- **Instructions**:
A. In the forum thread below about a 1981 C&C 30 MK1, how long had the boat been on a mooring?
B. Rewrite the paragraph beginning "The C&C 30 I saw" in the forum thread below about a 1981 C&C 30 MK1 as a short bulleted list that keeps its main facts.
C. Continue the forum thread below about a 1981 C&C 30 MK1 with the next part.

## start Text shown

# 1981 C&C 30 MK1 advice needed



## ltgoshen (Jan 5, 2009)

I am looking at a 1981 C&C 30 MK1, I spent the weekend looking her over. She has spent the last 4 years on a mooring and needs a bottom job. I pumped out the bilge the boards in the sole are all delamanated and will need replaced. The deck has had a tap test to whitch no hollow spots were detected. All the running rigging is shot. the bimini is shot. Hovever the Yanmar Diesel fired right up and perred lik a kitten. Any pros and cons on this vessel?
I have added a few photos and can show mor if needed.
MVI_2715.mp4 video by LTGoshen - Photobucket 








Thanks for your input.


----------



## tommays (Sep 9, 2008)

I sail on a 35 and it would be pretty unlikely there were not wet core issues in various places 

They may not be real bad but it is almost 100% that there are some issues on any cored boat unless it had really good care


----------



## jameswilson29 (Aug 15, 2009)

The C&C 30 I saw had a warped wooden mast step. The mast had dropped down a few inches and the shrouds and stays were loose. The floorboards on that boat were also soft. If I recall correctly, that was a design problem that was later rectified in later versions of the boat.

Otherwise, seemed like a solid design.


----------



## Liquorice (Nov 28, 2007)

Check out this site:
C&C Yachts - C&C Photo Album & Resource Center
This is where all C&C owners hang out.
In particular, there is an e-mail forum 1/2 way down the page.

## end Text shown
## start Available data

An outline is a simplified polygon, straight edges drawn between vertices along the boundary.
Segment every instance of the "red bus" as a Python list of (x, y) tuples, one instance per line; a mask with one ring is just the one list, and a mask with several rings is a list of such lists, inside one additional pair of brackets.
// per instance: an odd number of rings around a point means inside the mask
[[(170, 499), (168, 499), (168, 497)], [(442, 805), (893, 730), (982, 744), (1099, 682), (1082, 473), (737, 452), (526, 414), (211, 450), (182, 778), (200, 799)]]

## end Available data

- **Solved problems**:
A. The boat had spent the last 4 years on a mooring.

B.
- The wooden mast step was warped.
- The mast had dropped a few inches, leaving the shrouds and stays loose.
- The floorboards were soft.
- The writer recalls this as a design problem that was fixed in later versions of the boat.

C.
There are a lot (400+) C&C owners that are members of the list.
Ask your question there, there will be a lot of 30 owners who can give you a list of the things to look for and any issues with this boat.


----------



## ltgoshen (Jan 5, 2009)

tommays said:


> I sail on a 35 and it would be pretty unlikely there were not wet core issues in various places
> 
> They may not be real bad but it is almost 100% that there are some issues on any cored boat unless it had really good care


You may be on to somthing on deck. The Hull is glass only according to "http://www.cncphotoalbum.com/reviews/review30mk1.htm" I tapped arount the deck lightly with a trim hammer to see if I could find a thud sound around all stanchions blocks or anything that was put into the dack. It sounded good. Not soft anywhere by hopping up and down on it?


----------



## MarkSF (Feb 21, 2011)

Do you mean is it a good buy? Not enough information.

You need an out-of-the-water survey done, to see the extent of possible issues with the bottom. 

You also don't say whether you are a DIY person or would get a boatyard to do the work. That makes a big difference to the viability of the project.

Did you put it forward and reverse gears? (transmission $$$)

Asking price?

So I looked on Yachtworld and nice C&C 30s of that age are selling for about 20-25K. So I'd suggest getting a thorough survey done, and then making an honest assessment of the costs of bringing it up to sailable condition, then double your assessment!

But to start with :

Sails $3K
Bottom job if you have blisters : $3-4K
Paint deck : $1K
Running rigging $1K?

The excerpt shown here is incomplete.